◆ SHORT TASK A ◆
Can you write out the section of the guardianship ruling between "In an oral opinion" and "set of caretakers.", inclusive?
◆ SHORT TASK B ◆
Could you extend the guardianship ruling, picking up right after its last sentence?

◆ PROVIDED PASSAGE ◆
--- start ---

The Law Guardian acknowledged that the child has "been in a foster home placement now for . . . 13 months, and has been unable to reunify with his mother." She suggested that the court permit discovery and hold an additional evidentiary hearing on the new evidence. The mother's attorney argued that the foster parents' willingness to adopt did not outweigh D.Z.'s desire to reunite with his mother. Alternatively she urged the court to order a bonding evaluation between the child and the foster parents and to interview the child in camera concerning his wishes.
In an oral opinion placed on the record on February 27, 2012, the trial judge acknowledged the difficult decision with which he was faced. He reasoned that the foster parents' commitment to adopt the child was insufficient to justify changing his previous decision. He considered Dr. Burr's opinion that D.Z. was not "a good candidate for adoption." And he considered the experts' opinions that D.Z. was bonded with his mother. The judge reasoned that "under the A.R. case we need comparative bonding evaluations. . . . [P]rong four is not just is there a family ready, willing, and able to adopt him." The judge also recalled Dr. Smith's opinion that it would be cruel to terminate his relationship with his mom without having developed a relationship with the new set of caretakers.
Has that happened? I haven't the faintest idea. . . . Now, he's in this foster home. Has he developed an attachment? . . . I haven't the faintest idea.
I presume he has some kind of attachment to these people. But I don't know the depth of it.
However, instead of ordering a bonding evaluation between the child and the foster parents to satisfy his expressed concern, the judge presumed that, because the child expressed his preference to be reunited with his mother, the adoption would not be in his best interests, and denied the Division's application.
Guardianship actions implicate the parents' constitutional rights, as recognized under both the federal and New Jersey constitutions. Stanley v. Illinois, 405 U.S. 645, 651-52, 92 S. Ct. 1208, 1212-13, 31 L. Ed. 2d 551, 558-59 (1972); E.P., supra, 196 N.J. at 102; see also Moriarty v. Bradt, 177 N.J. 84, 101 (2003), cert. denied, 540 U.S. 1177, 124 S. Ct. 1408, 158 L. Ed. 2d 78 (2004). However, "[t]hat fundamental parental right . . . is not without limitation. The State has a basic responsibility, as parens patriae, to protect children from serious physical and psychological harm, even from their parents." E.P., supra, 196 N.J. at 102.

--- end ---

◆ SUPPLIED ENTRIES ◆
--- start ---

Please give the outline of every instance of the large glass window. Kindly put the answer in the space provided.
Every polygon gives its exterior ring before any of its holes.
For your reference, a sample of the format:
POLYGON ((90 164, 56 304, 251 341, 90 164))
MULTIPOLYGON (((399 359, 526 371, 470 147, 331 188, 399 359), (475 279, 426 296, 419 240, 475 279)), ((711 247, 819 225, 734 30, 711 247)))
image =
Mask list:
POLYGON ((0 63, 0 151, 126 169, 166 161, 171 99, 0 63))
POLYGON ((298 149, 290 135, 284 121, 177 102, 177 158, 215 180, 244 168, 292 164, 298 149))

--- end ---

◆ TASK OUTPUT A ◆
In an oral opinion placed on the record on February 27, 2012, the trial judge acknowledged the difficult decision with which he was faced. He reasoned that the foster parents' commitment to adopt the child was insufficient to justify changing his previous decision. He considered Dr. Burr's opinion that D.Z. was not "a good candidate for adoption." And he considered the experts' opinions that D.Z. was bonded with his mother. The judge reasoned that "under the A.R. case we need comparative bonding evaluations. . . . [P]rong four is not just is there a family ready, willing, and able to adopt him." The judge also recalled Dr. Smith's opinion that it would be cruel to terminate his relationship with his mom without having developed a relationship with the new set of caretakers.

◆ TASK OUTPUT B ◆
In striking a balance between the parents' constitutional rights and the children's fundamental needs, courts engage in the four-part guardianship test articulated in A.W., supra, 103 N.J. at 604-11, and codified as N.J.S.A. 30:4C-15.1a:
a. The division shall initiate a petition to terminate parental rights on the grounds of the "best interests of the child" pursuant to subsection (c) of section 15 of P.L. 1951, c. 138 (C. 30:4C-15) if the following standards are met:
(1) The child's safety, health or development has been or will continue to be endangered by the parental relationship;
(2) The parent is unwilling or unable to eliminate the harm facing the child or is unable or unwilling to provide a safe and stable home for the child and the delay of permanent placement will add to the harm. Such harm may include evidence that separating the child from his resource family parents would cause serious and enduring emotional or psychological harm to the child;
(3) The division has made reasonable efforts to provide services to help the parent correct the circumstances which led to the child's placement outside the home and the court has considered alternatives to termination of parental rights; and
(4) Termination of parental rights will not do more harm than good.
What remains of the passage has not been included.